DATA TO PROCESS
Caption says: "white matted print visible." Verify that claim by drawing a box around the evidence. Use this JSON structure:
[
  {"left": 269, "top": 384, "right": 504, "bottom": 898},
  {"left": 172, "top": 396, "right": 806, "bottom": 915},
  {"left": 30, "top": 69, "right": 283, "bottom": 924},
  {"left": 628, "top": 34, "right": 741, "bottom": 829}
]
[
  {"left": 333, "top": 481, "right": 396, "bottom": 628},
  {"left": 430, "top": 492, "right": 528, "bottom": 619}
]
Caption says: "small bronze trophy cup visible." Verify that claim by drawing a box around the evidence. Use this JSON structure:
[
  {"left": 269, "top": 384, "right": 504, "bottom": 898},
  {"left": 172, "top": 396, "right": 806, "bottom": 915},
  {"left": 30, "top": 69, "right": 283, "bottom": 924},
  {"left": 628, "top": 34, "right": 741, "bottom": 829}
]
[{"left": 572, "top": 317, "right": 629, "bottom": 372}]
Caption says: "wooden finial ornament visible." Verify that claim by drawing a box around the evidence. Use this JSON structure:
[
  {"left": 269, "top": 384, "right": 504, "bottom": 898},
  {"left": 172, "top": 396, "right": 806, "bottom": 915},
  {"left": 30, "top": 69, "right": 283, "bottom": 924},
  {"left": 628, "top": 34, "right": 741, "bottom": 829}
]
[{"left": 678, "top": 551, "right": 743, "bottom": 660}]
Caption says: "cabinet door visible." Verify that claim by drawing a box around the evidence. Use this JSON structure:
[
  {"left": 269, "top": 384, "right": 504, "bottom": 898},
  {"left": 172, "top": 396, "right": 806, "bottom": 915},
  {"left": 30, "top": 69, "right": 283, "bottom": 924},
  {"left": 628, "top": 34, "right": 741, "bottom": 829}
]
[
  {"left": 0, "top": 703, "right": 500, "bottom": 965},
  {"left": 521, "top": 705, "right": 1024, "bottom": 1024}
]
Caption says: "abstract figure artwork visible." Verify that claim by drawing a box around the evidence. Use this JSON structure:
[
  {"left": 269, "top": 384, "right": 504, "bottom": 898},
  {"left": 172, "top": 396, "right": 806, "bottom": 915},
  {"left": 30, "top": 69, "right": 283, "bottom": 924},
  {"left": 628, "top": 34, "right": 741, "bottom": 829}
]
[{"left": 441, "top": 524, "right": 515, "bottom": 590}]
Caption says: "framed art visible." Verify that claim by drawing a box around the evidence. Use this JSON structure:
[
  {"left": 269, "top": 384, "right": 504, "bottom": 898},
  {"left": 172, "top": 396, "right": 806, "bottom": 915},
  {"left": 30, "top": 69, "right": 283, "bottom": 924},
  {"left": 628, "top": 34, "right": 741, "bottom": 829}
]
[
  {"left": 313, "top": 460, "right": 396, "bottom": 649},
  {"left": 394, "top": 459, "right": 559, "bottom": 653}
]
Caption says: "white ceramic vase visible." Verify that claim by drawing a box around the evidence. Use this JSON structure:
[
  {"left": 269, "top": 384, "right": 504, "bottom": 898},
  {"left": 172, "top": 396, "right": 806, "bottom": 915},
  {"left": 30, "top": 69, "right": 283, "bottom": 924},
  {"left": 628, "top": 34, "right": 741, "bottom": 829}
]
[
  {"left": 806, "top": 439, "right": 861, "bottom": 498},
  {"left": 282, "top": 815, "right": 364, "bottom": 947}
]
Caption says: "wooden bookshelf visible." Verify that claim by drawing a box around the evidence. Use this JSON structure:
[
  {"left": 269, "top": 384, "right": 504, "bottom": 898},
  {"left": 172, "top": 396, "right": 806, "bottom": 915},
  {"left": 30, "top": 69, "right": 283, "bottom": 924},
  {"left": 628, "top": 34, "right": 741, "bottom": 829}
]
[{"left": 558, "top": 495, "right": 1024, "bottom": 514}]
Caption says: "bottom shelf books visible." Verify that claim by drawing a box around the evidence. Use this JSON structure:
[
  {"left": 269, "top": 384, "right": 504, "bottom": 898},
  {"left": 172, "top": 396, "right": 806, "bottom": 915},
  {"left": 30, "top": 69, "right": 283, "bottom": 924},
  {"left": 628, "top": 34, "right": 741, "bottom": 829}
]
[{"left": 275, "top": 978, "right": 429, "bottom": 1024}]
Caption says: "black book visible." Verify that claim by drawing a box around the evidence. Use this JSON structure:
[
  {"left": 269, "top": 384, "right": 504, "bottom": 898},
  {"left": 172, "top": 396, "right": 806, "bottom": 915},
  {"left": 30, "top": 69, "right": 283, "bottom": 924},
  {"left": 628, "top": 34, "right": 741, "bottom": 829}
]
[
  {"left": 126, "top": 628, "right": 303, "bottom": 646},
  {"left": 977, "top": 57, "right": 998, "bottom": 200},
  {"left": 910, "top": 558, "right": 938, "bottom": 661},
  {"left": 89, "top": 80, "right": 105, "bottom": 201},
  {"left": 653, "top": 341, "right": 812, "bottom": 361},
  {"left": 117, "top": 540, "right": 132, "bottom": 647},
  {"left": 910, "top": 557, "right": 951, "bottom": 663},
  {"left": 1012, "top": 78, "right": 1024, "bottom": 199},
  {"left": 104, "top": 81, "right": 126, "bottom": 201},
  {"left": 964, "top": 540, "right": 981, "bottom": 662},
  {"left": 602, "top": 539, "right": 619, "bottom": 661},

PROBLEM TO SOLVE
Reproduce the material exactly. Every line must match.

ANSWER BOX
Caption says: "white matted print visible." Verify that claim by drawing a box around the evidence. Use this JSON structure:
[
  {"left": 269, "top": 384, "right": 504, "bottom": 898},
  {"left": 172, "top": 396, "right": 806, "bottom": 915},
  {"left": 30, "top": 69, "right": 283, "bottom": 924},
  {"left": 628, "top": 34, "right": 741, "bottom": 829}
]
[
  {"left": 333, "top": 481, "right": 396, "bottom": 628},
  {"left": 430, "top": 492, "right": 528, "bottom": 619}
]
Caption says: "small bronze trophy cup visible." Verify that claim by drawing a box around the evidence. Use this JSON structure:
[
  {"left": 269, "top": 384, "right": 504, "bottom": 898},
  {"left": 172, "top": 396, "right": 806, "bottom": 915},
  {"left": 30, "top": 69, "right": 283, "bottom": 924},
  {"left": 628, "top": 34, "right": 741, "bottom": 829}
]
[{"left": 572, "top": 317, "right": 629, "bottom": 372}]
Caption says: "wooden finial ornament visible." Verify that claim by drawing a box around the evidence. Use this JSON structure:
[
  {"left": 269, "top": 384, "right": 504, "bottom": 898},
  {"left": 172, "top": 396, "right": 806, "bottom": 915},
  {"left": 30, "top": 69, "right": 283, "bottom": 924},
  {"left": 628, "top": 34, "right": 741, "bottom": 829}
]
[{"left": 678, "top": 551, "right": 743, "bottom": 660}]
Caption says: "cabinet door visible." Verify that claim by drawing a box around the evidence. Use this JSON structure:
[
  {"left": 269, "top": 384, "right": 504, "bottom": 898},
  {"left": 172, "top": 396, "right": 806, "bottom": 915},
  {"left": 30, "top": 69, "right": 283, "bottom": 924},
  {"left": 628, "top": 34, "right": 741, "bottom": 829}
]
[
  {"left": 0, "top": 703, "right": 500, "bottom": 965},
  {"left": 521, "top": 705, "right": 1024, "bottom": 1024}
]
Caption says: "abstract figure artwork visible." Verify that claim by drawing a box around the evidence. Use this JSON structure:
[
  {"left": 269, "top": 384, "right": 504, "bottom": 898},
  {"left": 172, "top": 396, "right": 806, "bottom": 915},
  {"left": 30, "top": 69, "right": 283, "bottom": 924},
  {"left": 628, "top": 34, "right": 741, "bottom": 829}
]
[{"left": 441, "top": 524, "right": 515, "bottom": 590}]
Caption says: "framed art visible." Verify that claim by drawing a box around the evidence. Use this JSON structure:
[
  {"left": 269, "top": 384, "right": 504, "bottom": 898},
  {"left": 172, "top": 396, "right": 806, "bottom": 915},
  {"left": 30, "top": 69, "right": 283, "bottom": 924},
  {"left": 628, "top": 34, "right": 741, "bottom": 829}
]
[
  {"left": 313, "top": 460, "right": 396, "bottom": 649},
  {"left": 394, "top": 459, "right": 559, "bottom": 653}
]
Caption says: "white ceramic vase visible." Verify that claim by drawing a box around the evidence. Use this JSON structure:
[
  {"left": 269, "top": 384, "right": 504, "bottom": 898},
  {"left": 172, "top": 396, "right": 806, "bottom": 915},
  {"left": 30, "top": 69, "right": 283, "bottom": 924},
  {"left": 628, "top": 34, "right": 741, "bottom": 829}
]
[
  {"left": 806, "top": 439, "right": 861, "bottom": 498},
  {"left": 282, "top": 815, "right": 364, "bottom": 947}
]
Caption says: "wooden bookshelf visible." Verify that claim by drawing a box around the evidence. Use this JSON structure:
[
  {"left": 269, "top": 384, "right": 504, "bottom": 898},
  {"left": 172, "top": 396, "right": 806, "bottom": 915},
  {"left": 30, "top": 69, "right": 283, "bottom": 924},
  {"left": 628, "top": 34, "right": 741, "bottom": 829}
]
[{"left": 558, "top": 495, "right": 1024, "bottom": 514}]
Caption says: "bottom shelf books visible." Verify that claim by drawing a box around the evidence. Use this JSON structure:
[
  {"left": 269, "top": 384, "right": 504, "bottom": 898},
  {"left": 172, "top": 396, "right": 806, "bottom": 915},
  {"left": 30, "top": 69, "right": 283, "bottom": 924},
  {"left": 628, "top": 34, "right": 741, "bottom": 829}
]
[{"left": 275, "top": 978, "right": 429, "bottom": 1024}]
Caption says: "black book visible." Verify that claim by drawing a box around the evidence. Use this JSON structure:
[
  {"left": 269, "top": 384, "right": 504, "bottom": 898},
  {"left": 172, "top": 396, "right": 806, "bottom": 915},
  {"left": 30, "top": 69, "right": 283, "bottom": 924},
  {"left": 628, "top": 34, "right": 741, "bottom": 829}
]
[
  {"left": 126, "top": 628, "right": 303, "bottom": 646},
  {"left": 977, "top": 57, "right": 998, "bottom": 200},
  {"left": 910, "top": 558, "right": 938, "bottom": 661},
  {"left": 89, "top": 80, "right": 105, "bottom": 201},
  {"left": 653, "top": 341, "right": 812, "bottom": 361},
  {"left": 117, "top": 540, "right": 132, "bottom": 647},
  {"left": 910, "top": 557, "right": 951, "bottom": 663},
  {"left": 1012, "top": 78, "right": 1024, "bottom": 199},
  {"left": 104, "top": 81, "right": 126, "bottom": 201},
  {"left": 964, "top": 540, "right": 981, "bottom": 662},
  {"left": 602, "top": 539, "right": 619, "bottom": 661},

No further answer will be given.